● **SET EXERCISE**: Rewrite everything in the data below, from the line containing "Please pick out the statue on" down to the end, as a Markdown table with the columns "No." and "Entry": one numbered row per line, with blank lines skipped and the pictures left out.

-- begin EXTRACTED DATA --

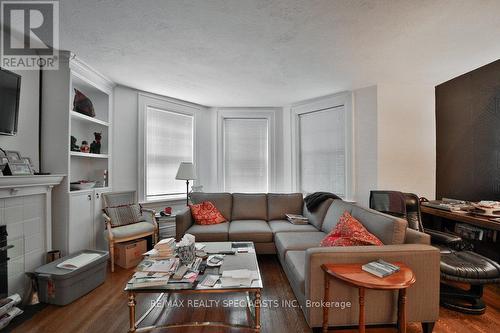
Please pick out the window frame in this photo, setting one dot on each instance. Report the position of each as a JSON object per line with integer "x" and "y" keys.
{"x": 146, "y": 101}
{"x": 268, "y": 114}
{"x": 345, "y": 100}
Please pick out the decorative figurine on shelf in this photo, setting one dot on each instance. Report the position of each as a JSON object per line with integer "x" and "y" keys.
{"x": 83, "y": 104}
{"x": 95, "y": 147}
{"x": 84, "y": 148}
{"x": 74, "y": 146}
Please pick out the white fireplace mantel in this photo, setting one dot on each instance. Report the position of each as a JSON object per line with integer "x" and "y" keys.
{"x": 18, "y": 186}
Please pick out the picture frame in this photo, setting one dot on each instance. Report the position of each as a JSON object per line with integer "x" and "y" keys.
{"x": 13, "y": 155}
{"x": 18, "y": 169}
{"x": 29, "y": 162}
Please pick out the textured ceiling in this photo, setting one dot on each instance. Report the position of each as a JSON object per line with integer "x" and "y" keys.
{"x": 271, "y": 53}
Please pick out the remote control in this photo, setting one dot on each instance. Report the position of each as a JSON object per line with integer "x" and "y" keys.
{"x": 181, "y": 271}
{"x": 210, "y": 280}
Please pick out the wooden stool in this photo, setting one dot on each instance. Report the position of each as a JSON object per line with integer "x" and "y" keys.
{"x": 353, "y": 275}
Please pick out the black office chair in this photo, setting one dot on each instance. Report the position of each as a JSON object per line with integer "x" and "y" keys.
{"x": 457, "y": 264}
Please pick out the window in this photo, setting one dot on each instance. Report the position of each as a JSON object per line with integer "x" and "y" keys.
{"x": 245, "y": 154}
{"x": 322, "y": 151}
{"x": 169, "y": 141}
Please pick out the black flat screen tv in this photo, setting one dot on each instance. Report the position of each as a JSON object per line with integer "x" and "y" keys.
{"x": 10, "y": 88}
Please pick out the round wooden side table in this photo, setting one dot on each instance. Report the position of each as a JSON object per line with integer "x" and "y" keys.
{"x": 353, "y": 275}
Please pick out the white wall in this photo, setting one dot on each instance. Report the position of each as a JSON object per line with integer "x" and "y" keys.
{"x": 406, "y": 138}
{"x": 394, "y": 141}
{"x": 26, "y": 140}
{"x": 365, "y": 143}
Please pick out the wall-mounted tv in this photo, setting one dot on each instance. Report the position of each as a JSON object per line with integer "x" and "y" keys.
{"x": 10, "y": 88}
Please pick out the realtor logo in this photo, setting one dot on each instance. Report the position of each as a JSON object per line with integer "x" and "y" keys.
{"x": 30, "y": 35}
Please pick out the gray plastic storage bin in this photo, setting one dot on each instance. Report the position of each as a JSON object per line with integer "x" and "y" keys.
{"x": 61, "y": 286}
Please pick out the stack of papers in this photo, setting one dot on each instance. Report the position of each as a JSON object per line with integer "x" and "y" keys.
{"x": 158, "y": 266}
{"x": 380, "y": 268}
{"x": 164, "y": 249}
{"x": 144, "y": 279}
{"x": 297, "y": 219}
{"x": 238, "y": 278}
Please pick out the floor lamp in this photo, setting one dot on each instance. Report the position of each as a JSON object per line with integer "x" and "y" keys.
{"x": 186, "y": 172}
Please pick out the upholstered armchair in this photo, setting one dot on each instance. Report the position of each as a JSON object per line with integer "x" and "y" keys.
{"x": 146, "y": 226}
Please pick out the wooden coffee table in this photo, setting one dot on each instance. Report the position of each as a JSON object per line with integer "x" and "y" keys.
{"x": 353, "y": 275}
{"x": 252, "y": 293}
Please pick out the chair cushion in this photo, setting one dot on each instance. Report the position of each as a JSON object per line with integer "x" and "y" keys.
{"x": 350, "y": 232}
{"x": 469, "y": 267}
{"x": 317, "y": 216}
{"x": 210, "y": 233}
{"x": 388, "y": 229}
{"x": 223, "y": 201}
{"x": 296, "y": 241}
{"x": 249, "y": 207}
{"x": 280, "y": 204}
{"x": 125, "y": 214}
{"x": 296, "y": 263}
{"x": 130, "y": 230}
{"x": 250, "y": 230}
{"x": 206, "y": 213}
{"x": 285, "y": 226}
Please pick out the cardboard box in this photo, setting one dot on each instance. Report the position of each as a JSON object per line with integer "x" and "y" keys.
{"x": 129, "y": 254}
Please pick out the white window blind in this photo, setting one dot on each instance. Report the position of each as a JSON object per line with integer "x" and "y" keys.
{"x": 246, "y": 157}
{"x": 169, "y": 142}
{"x": 322, "y": 151}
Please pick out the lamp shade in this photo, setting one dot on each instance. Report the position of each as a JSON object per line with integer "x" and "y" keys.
{"x": 186, "y": 171}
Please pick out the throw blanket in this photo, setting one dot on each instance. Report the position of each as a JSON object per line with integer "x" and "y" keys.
{"x": 315, "y": 199}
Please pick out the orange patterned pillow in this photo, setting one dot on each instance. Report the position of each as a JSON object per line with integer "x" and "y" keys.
{"x": 206, "y": 213}
{"x": 349, "y": 232}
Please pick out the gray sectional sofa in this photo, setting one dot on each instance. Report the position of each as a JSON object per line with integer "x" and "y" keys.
{"x": 260, "y": 218}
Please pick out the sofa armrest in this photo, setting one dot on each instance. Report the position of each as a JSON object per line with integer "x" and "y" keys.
{"x": 423, "y": 296}
{"x": 417, "y": 237}
{"x": 182, "y": 223}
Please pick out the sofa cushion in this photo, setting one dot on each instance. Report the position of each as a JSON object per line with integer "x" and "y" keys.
{"x": 285, "y": 226}
{"x": 296, "y": 241}
{"x": 206, "y": 213}
{"x": 350, "y": 232}
{"x": 210, "y": 233}
{"x": 296, "y": 264}
{"x": 129, "y": 230}
{"x": 249, "y": 207}
{"x": 125, "y": 214}
{"x": 335, "y": 211}
{"x": 318, "y": 215}
{"x": 250, "y": 230}
{"x": 223, "y": 201}
{"x": 389, "y": 229}
{"x": 280, "y": 204}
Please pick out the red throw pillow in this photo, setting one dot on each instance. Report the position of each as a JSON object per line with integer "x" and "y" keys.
{"x": 206, "y": 213}
{"x": 349, "y": 232}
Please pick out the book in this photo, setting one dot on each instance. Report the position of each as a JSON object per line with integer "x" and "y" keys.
{"x": 380, "y": 268}
{"x": 159, "y": 266}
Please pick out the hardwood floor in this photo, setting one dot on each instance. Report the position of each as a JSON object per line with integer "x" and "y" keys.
{"x": 105, "y": 310}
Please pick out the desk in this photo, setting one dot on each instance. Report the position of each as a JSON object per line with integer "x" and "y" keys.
{"x": 443, "y": 220}
{"x": 462, "y": 217}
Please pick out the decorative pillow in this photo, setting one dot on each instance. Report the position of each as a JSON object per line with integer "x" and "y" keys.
{"x": 206, "y": 213}
{"x": 349, "y": 232}
{"x": 123, "y": 215}
{"x": 83, "y": 104}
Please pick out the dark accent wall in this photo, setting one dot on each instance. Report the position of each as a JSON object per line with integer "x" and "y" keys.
{"x": 468, "y": 135}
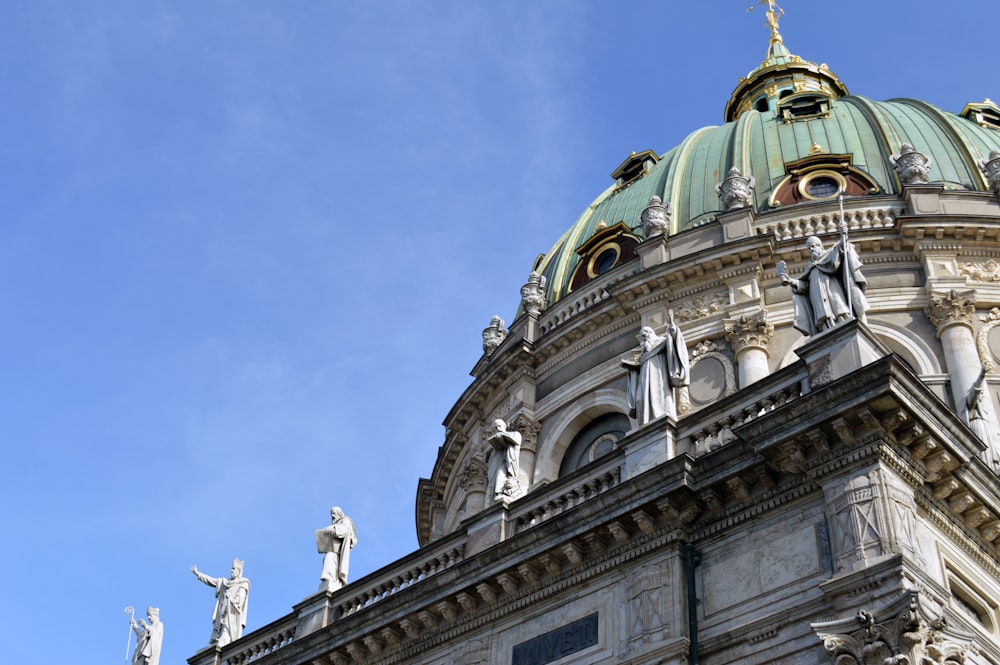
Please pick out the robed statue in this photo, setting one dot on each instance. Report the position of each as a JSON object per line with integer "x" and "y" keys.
{"x": 504, "y": 462}
{"x": 659, "y": 365}
{"x": 229, "y": 617}
{"x": 149, "y": 638}
{"x": 831, "y": 290}
{"x": 335, "y": 542}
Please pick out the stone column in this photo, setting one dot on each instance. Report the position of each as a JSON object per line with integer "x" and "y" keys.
{"x": 750, "y": 336}
{"x": 951, "y": 313}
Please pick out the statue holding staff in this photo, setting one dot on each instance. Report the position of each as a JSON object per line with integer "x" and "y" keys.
{"x": 504, "y": 462}
{"x": 659, "y": 365}
{"x": 229, "y": 617}
{"x": 149, "y": 638}
{"x": 831, "y": 290}
{"x": 335, "y": 542}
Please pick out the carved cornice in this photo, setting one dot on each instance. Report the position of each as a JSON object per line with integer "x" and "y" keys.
{"x": 911, "y": 631}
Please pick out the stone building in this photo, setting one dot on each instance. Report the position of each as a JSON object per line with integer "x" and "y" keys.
{"x": 822, "y": 498}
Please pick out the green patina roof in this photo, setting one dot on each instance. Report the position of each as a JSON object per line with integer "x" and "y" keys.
{"x": 760, "y": 144}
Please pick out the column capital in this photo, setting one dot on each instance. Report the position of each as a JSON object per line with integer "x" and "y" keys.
{"x": 952, "y": 307}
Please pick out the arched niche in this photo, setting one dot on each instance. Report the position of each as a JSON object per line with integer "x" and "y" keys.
{"x": 562, "y": 429}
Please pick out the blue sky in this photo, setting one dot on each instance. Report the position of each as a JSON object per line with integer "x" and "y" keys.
{"x": 247, "y": 248}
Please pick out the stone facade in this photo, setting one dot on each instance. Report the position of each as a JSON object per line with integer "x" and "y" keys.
{"x": 816, "y": 500}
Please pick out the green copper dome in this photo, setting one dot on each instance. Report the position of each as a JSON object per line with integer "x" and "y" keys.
{"x": 785, "y": 116}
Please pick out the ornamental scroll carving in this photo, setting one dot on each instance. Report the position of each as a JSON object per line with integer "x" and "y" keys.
{"x": 952, "y": 307}
{"x": 700, "y": 307}
{"x": 749, "y": 332}
{"x": 908, "y": 636}
{"x": 990, "y": 321}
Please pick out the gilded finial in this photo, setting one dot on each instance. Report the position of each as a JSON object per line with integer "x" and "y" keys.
{"x": 774, "y": 12}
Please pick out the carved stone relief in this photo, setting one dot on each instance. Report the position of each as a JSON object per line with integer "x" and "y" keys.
{"x": 701, "y": 306}
{"x": 647, "y": 606}
{"x": 749, "y": 331}
{"x": 871, "y": 516}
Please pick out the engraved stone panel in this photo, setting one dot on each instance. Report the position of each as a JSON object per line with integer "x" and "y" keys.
{"x": 708, "y": 381}
{"x": 759, "y": 563}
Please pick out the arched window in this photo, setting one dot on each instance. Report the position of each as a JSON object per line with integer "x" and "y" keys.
{"x": 595, "y": 440}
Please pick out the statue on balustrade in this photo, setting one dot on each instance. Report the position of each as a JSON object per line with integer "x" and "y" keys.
{"x": 831, "y": 290}
{"x": 149, "y": 638}
{"x": 975, "y": 414}
{"x": 335, "y": 543}
{"x": 229, "y": 617}
{"x": 659, "y": 365}
{"x": 504, "y": 462}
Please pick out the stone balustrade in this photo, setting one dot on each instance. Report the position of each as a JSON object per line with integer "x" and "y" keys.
{"x": 703, "y": 435}
{"x": 827, "y": 221}
{"x": 558, "y": 498}
{"x": 395, "y": 580}
{"x": 266, "y": 640}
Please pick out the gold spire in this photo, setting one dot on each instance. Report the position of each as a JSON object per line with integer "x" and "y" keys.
{"x": 774, "y": 12}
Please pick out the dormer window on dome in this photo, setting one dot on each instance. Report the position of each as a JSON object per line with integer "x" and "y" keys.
{"x": 821, "y": 177}
{"x": 634, "y": 167}
{"x": 804, "y": 106}
{"x": 605, "y": 250}
{"x": 984, "y": 114}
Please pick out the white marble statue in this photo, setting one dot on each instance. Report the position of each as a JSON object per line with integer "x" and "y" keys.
{"x": 504, "y": 462}
{"x": 659, "y": 365}
{"x": 533, "y": 293}
{"x": 736, "y": 190}
{"x": 974, "y": 412}
{"x": 655, "y": 217}
{"x": 493, "y": 335}
{"x": 229, "y": 617}
{"x": 819, "y": 296}
{"x": 913, "y": 167}
{"x": 335, "y": 543}
{"x": 149, "y": 638}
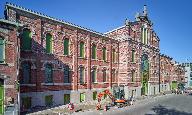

-- end EXTRACTED DATA --

● **THE RESPONSE**:
| No. | Entry |
|---|---|
| 1 | Please pick out the statue on balustrade in this photo, setting one dot on each instance. Report the position of each as a JSON object per line with integer "x" and "y" keys. |
| 2 | {"x": 831, "y": 290} |
| 3 | {"x": 149, "y": 638} |
| 4 | {"x": 975, "y": 414} |
| 5 | {"x": 335, "y": 543} |
| 6 | {"x": 229, "y": 617} |
| 7 | {"x": 659, "y": 365} |
| 8 | {"x": 504, "y": 462} |
| 9 | Please pick out the stone balustrade in this photo, setting one dot on each instance. Report the position of each as a JSON object per line with integer "x" and "y" keys. |
| 10 | {"x": 703, "y": 435} |
| 11 | {"x": 827, "y": 221} |
| 12 | {"x": 558, "y": 498} |
| 13 | {"x": 395, "y": 580} |
| 14 | {"x": 266, "y": 640} |
| 15 | Please pick out the gold spire in this photo, setting one dot on each instance. Report the position of each as a JSON object per line with integer "x" and "y" keys. |
| 16 | {"x": 774, "y": 12} |
| 17 | Please pick out the dormer window on dome in this photo, setting one dot on each instance. Report the position of each as a JSON object per line with integer "x" and "y" keys. |
| 18 | {"x": 821, "y": 177} |
| 19 | {"x": 634, "y": 167} |
| 20 | {"x": 804, "y": 106} |
| 21 | {"x": 605, "y": 250} |
| 22 | {"x": 984, "y": 114} |
| 23 | Please pick out the white marble statue in this photo, setting one dot on each instance. Report the position of each as a JSON object per line with integer "x" and "y" keys. |
| 24 | {"x": 504, "y": 462} |
| 25 | {"x": 659, "y": 365} |
| 26 | {"x": 533, "y": 293} |
| 27 | {"x": 736, "y": 190} |
| 28 | {"x": 974, "y": 412} |
| 29 | {"x": 655, "y": 217} |
| 30 | {"x": 493, "y": 335} |
| 31 | {"x": 229, "y": 617} |
| 32 | {"x": 819, "y": 296} |
| 33 | {"x": 913, "y": 167} |
| 34 | {"x": 335, "y": 543} |
| 35 | {"x": 149, "y": 638} |